Texte fourni:
En écho au désordre qui s’ensuivit à la fin des représentations, Jean-François Rorhbasser se souvient que, la nuit du 21, « tout le monde est sorti dans la rue après le spectacle car les russes venaient d’envahir Prague : une manifestation de soutien se formait spontanément. »
« Le public peut être d’un interventionnisme vengeur »
Salle communale de Plainpalais, septembre 1984. Attirée par le titre Lac des cygnes, une famille s’est retrouvée fort dépitée de l’absence de corps de ballet en tutus.
Collaborateur de Bob Wilson, praticien du spinning (l’art de tourner), Andy de Groat traita dans un vocabulaire minimal le chef-d’œuvre de Petipa, déambulations énergiques de trois danseurs en maillots rayés ou combinaison mauve. « Le public peut être d’un interventionnisme vengeur : une danseuse du Grand Théâtre, excédée par les tracés de la version post-moderne, descend bruyamment les gradins, monte sur scène et se met tout simplement à imiter les danseurs » raconte la journaliste Caroline Coutau.
Le journaliste Jean-Pierre Pastori se souvient, lui, de la spontanéité de Myriam Naisy, sortie du public pour tourner avec eux.
1983-93
Festival de danse
contemporaine
de Vernier
Prisca Harsch, danseuse & chorégraphe
« Vernier a agi comme un élément déclencheur pour notre 1e volée du Ballet Junior. Il s’en dégageait une fraîcheur, une inventivité, un travail de recherche sur le mouvement. On découvrait toute une gamme ! »
Annette Girardot, responsable culturelle, Mairie de Vernier
« J’aime la danse contemporaine. Un jour, Catherine Dupré, professeure de danse dotée d’une excellente culture en la matière, est venue me voir pour me proposer de monter un festival de danse contemporaine, en même temps que le festival Vernier sur Rock se mettait en place.

Consignes de l'exercice:
1/ D'après le texte fourni, pourquoi tout le monde est-il sorti dans la rue après le spectacle, la nuit du 21 ? Répondez en une à trois phrases.
2/ Relevez toutes les personnes dont le texte fourni cite les propos entre guillemets.
Les enregistrements ne sont pas utiles pour répondre.

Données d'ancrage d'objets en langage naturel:
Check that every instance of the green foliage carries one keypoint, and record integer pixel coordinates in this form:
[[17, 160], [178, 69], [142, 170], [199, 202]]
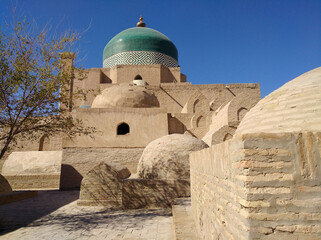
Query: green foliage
[[35, 79]]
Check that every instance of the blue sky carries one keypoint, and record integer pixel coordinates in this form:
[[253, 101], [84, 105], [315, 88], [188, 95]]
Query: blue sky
[[220, 41]]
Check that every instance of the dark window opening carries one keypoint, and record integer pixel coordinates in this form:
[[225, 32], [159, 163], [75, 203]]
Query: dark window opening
[[138, 77], [123, 129]]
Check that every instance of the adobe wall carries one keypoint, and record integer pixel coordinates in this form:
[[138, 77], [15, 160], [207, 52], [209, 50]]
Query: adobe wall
[[33, 170], [174, 96], [259, 186], [168, 84], [76, 162], [145, 126]]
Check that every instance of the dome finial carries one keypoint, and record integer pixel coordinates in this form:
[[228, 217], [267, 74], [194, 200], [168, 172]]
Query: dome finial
[[141, 23]]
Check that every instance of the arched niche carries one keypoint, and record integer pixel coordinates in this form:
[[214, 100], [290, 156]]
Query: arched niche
[[123, 129], [43, 143], [241, 113]]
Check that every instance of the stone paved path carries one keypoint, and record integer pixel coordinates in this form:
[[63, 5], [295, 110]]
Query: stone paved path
[[55, 215]]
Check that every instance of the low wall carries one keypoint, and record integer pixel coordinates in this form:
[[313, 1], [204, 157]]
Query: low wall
[[76, 162], [258, 186], [33, 170]]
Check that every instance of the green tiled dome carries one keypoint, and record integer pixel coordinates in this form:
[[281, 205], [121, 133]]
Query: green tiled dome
[[140, 40]]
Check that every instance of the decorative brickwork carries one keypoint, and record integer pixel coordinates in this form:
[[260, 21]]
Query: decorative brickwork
[[139, 58]]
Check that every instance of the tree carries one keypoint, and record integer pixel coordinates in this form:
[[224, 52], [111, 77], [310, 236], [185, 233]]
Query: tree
[[34, 85]]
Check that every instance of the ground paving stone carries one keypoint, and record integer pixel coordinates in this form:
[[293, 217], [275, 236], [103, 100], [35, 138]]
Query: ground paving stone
[[56, 215]]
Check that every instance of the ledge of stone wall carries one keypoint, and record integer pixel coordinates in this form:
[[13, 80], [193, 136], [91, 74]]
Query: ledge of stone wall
[[258, 186]]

Résultats par tâche:
1/ Tout le monde est sorti dans la rue parce que les Russes venaient d'envahir Prague. Une manifestation de soutien se formait alors spontanément.

2/
- Jean-François Rorhbasser
- Caroline Coutau
- Prisca Harsch
- Annette Girardot